• [What you need to do]:
Each line below must be set down exactly as it stands.

---

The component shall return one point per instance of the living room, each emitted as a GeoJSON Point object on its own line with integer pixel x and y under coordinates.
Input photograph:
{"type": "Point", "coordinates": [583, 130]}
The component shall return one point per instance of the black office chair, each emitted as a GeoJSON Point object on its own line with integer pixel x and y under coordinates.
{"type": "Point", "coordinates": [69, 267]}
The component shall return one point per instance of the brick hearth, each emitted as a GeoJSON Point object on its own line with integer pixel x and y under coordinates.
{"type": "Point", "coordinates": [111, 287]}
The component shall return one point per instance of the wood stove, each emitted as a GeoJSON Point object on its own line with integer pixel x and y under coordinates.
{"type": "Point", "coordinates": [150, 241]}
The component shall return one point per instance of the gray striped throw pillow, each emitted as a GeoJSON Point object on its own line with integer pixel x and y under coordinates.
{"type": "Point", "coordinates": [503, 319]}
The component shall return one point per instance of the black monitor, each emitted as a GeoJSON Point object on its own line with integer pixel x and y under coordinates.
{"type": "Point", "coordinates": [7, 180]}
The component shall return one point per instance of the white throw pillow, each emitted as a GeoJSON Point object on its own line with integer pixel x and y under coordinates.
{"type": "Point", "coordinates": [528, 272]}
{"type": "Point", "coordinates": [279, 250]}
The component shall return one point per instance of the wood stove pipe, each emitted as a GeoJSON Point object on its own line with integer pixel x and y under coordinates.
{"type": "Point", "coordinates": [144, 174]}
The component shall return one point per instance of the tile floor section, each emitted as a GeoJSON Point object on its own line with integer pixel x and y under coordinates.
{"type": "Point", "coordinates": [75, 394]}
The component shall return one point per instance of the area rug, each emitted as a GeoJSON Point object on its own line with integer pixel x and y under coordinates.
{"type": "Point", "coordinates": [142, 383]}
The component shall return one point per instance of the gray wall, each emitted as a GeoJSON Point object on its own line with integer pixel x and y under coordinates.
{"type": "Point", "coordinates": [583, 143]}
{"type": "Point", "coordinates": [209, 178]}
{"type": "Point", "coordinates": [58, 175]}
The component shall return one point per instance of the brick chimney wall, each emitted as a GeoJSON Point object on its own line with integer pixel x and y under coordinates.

---

• [Output for this exercise]:
The component shall return one point per instance of the living room, each emitted as a GeoJSON Point object on its own line with integer pixel x and y under coordinates.
Input photograph:
{"type": "Point", "coordinates": [583, 130]}
The component shall return one point per instance of the black office chair, each emitted as a GeoJSON Point object on its own line with integer pixel x and y under coordinates.
{"type": "Point", "coordinates": [69, 267]}
The component shall return one point per instance of the brick hearth, each emitted as a GeoJSON Point object on its own line with integer pixel x and y under coordinates.
{"type": "Point", "coordinates": [111, 287]}
The component shall return one point per instance of the wood stove, each emitted as a GeoJSON Point object on its own line with integer pixel x and y under coordinates.
{"type": "Point", "coordinates": [150, 241]}
The component shall return one point per instance of the gray striped throw pillow, each emitted as a GeoJSON Point object on its own line with integer pixel x and y under coordinates.
{"type": "Point", "coordinates": [503, 319]}
The component shall return one point per instance of the black monitor, each emitted as a GeoJSON Point object on its own line with integer pixel x and y under coordinates.
{"type": "Point", "coordinates": [7, 180]}
The component shall return one point per instance of the white throw pillow, each emitted as a GeoJSON Point object on its own line with integer pixel x and y under coordinates.
{"type": "Point", "coordinates": [528, 272]}
{"type": "Point", "coordinates": [279, 250]}
The component shall return one point per instance of the wood stove pipe, each emitted as a GeoJSON Point object on its own line with integer pixel x and y under coordinates.
{"type": "Point", "coordinates": [144, 174]}
The component shall return one point per instance of the tile floor section, each emitted as a GeoJSON Point object on its own line with integer pixel x and y under coordinates.
{"type": "Point", "coordinates": [75, 394]}
The component shall return one point per instance of the area rug, each emitted as a GeoJSON Point object on its own line with integer pixel x and y under coordinates.
{"type": "Point", "coordinates": [142, 383]}
The component shall return one point per instance of the gray wall, each emitted as a GeoJSON Point object on its own line with integer pixel x and y under coordinates.
{"type": "Point", "coordinates": [583, 143]}
{"type": "Point", "coordinates": [209, 178]}
{"type": "Point", "coordinates": [58, 175]}
The component shall return one point per instance of the brick chimney wall, each emitted as a GeoJSON Point object on its own line with integer pixel x and y under coordinates.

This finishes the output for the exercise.